++++ RECORD EXCERPTS ++++
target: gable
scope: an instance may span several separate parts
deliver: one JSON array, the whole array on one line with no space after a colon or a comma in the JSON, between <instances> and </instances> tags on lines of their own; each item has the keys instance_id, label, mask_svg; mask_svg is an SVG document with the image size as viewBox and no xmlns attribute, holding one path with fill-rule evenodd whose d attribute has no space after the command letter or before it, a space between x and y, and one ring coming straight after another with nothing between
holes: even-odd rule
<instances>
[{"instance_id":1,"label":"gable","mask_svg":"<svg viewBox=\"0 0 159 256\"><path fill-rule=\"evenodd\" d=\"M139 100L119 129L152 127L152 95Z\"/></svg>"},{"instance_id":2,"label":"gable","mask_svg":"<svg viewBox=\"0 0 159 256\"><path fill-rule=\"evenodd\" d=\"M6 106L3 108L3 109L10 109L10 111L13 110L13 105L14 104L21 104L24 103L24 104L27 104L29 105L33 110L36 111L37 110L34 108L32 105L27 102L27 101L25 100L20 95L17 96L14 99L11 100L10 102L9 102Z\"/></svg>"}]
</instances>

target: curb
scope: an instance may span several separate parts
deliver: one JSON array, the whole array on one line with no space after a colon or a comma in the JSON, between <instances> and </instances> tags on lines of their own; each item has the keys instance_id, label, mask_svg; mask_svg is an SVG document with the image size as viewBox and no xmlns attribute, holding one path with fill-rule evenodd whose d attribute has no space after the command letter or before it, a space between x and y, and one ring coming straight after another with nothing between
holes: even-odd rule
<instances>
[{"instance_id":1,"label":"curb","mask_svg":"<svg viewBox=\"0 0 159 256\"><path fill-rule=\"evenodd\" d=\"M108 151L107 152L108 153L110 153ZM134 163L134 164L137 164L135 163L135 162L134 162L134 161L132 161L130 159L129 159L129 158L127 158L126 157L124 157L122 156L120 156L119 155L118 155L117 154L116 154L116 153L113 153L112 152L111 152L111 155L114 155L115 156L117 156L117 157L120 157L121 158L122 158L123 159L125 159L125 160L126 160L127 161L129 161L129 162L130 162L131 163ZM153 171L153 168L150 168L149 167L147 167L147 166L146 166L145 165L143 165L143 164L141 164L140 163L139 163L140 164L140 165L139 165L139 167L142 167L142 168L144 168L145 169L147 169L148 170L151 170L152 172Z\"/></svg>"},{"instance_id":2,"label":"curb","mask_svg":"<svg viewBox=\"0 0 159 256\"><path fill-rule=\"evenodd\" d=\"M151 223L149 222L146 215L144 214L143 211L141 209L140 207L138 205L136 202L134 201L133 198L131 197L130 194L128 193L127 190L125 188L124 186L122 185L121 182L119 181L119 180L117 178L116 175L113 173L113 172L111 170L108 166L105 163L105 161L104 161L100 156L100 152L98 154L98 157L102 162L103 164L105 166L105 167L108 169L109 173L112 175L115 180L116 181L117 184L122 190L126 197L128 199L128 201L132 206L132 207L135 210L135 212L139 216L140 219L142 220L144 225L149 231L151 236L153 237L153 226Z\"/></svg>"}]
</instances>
++++
THE TASK:
Reproduce each of the entries above again, line for line, without altering a single character.

THE COMPLETED TASK:
target: gable
scope: an instance may span several separate parts
deliver: one JSON array, the whole array on one line with no space after a colon or a comma in the JSON, between <instances> and </instances> tags on lines of their own; each item has the keys instance_id, label, mask_svg; mask_svg is an SVG document with the image size as viewBox and no xmlns attribute, holding one path with fill-rule evenodd whose d attribute has no space after the command letter or before it, a space between x and y, and one ring coming straight after another with nothing between
holes: even-odd rule
<instances>
[{"instance_id":1,"label":"gable","mask_svg":"<svg viewBox=\"0 0 159 256\"><path fill-rule=\"evenodd\" d=\"M139 100L119 129L152 127L152 95Z\"/></svg>"},{"instance_id":2,"label":"gable","mask_svg":"<svg viewBox=\"0 0 159 256\"><path fill-rule=\"evenodd\" d=\"M6 106L3 108L3 109L10 109L10 111L13 110L13 105L14 104L21 104L24 103L24 104L27 104L29 105L33 110L36 111L37 110L34 108L32 105L27 102L27 101L25 100L20 95L17 96L14 99L11 100L10 102L9 102Z\"/></svg>"}]
</instances>

target: curb
scope: an instance may span several separate parts
deliver: one JSON array, the whole array on one line with no space after a colon or a comma in the JSON, between <instances> and </instances> tags on lines of their own; each item has the keys instance_id, label, mask_svg; mask_svg is an SVG document with the image size as viewBox and no xmlns attribute, holding one path with fill-rule evenodd whose d attribute has no space after the command letter or before it, a space between x and y, and one ring coming straight after another with nothing between
holes: even-odd rule
<instances>
[{"instance_id":1,"label":"curb","mask_svg":"<svg viewBox=\"0 0 159 256\"><path fill-rule=\"evenodd\" d=\"M108 151L107 152L108 153L110 153ZM134 163L134 164L137 164L135 163L135 162L134 162L134 161L132 161L130 159L129 159L129 158L127 158L126 157L124 157L122 156L120 156L119 155L118 155L117 154L116 154L116 153L113 153L112 152L111 152L111 155L114 155L115 156L117 156L117 157L120 157L121 158L122 158L123 159L125 159L125 160L126 160L127 161L129 161L129 162L130 162L131 163ZM153 171L153 168L150 168L149 167L147 167L147 166L146 166L145 165L143 165L143 164L141 164L140 163L139 163L140 164L140 165L139 165L139 167L142 167L142 168L144 168L145 169L147 169L148 170L151 170L152 172Z\"/></svg>"},{"instance_id":2,"label":"curb","mask_svg":"<svg viewBox=\"0 0 159 256\"><path fill-rule=\"evenodd\" d=\"M151 223L149 222L146 215L144 214L143 211L141 209L140 207L138 205L136 202L134 201L133 198L131 197L130 194L128 193L127 190L125 188L124 186L122 185L121 182L119 181L119 180L117 178L116 175L113 173L113 172L111 170L108 166L105 163L105 161L104 161L100 156L100 152L98 154L98 157L102 162L103 164L105 166L105 167L108 169L109 173L112 175L115 180L116 181L117 184L122 190L126 197L128 199L128 201L132 206L132 207L135 210L135 212L139 216L140 219L142 220L144 225L149 231L151 236L153 237L153 226Z\"/></svg>"}]
</instances>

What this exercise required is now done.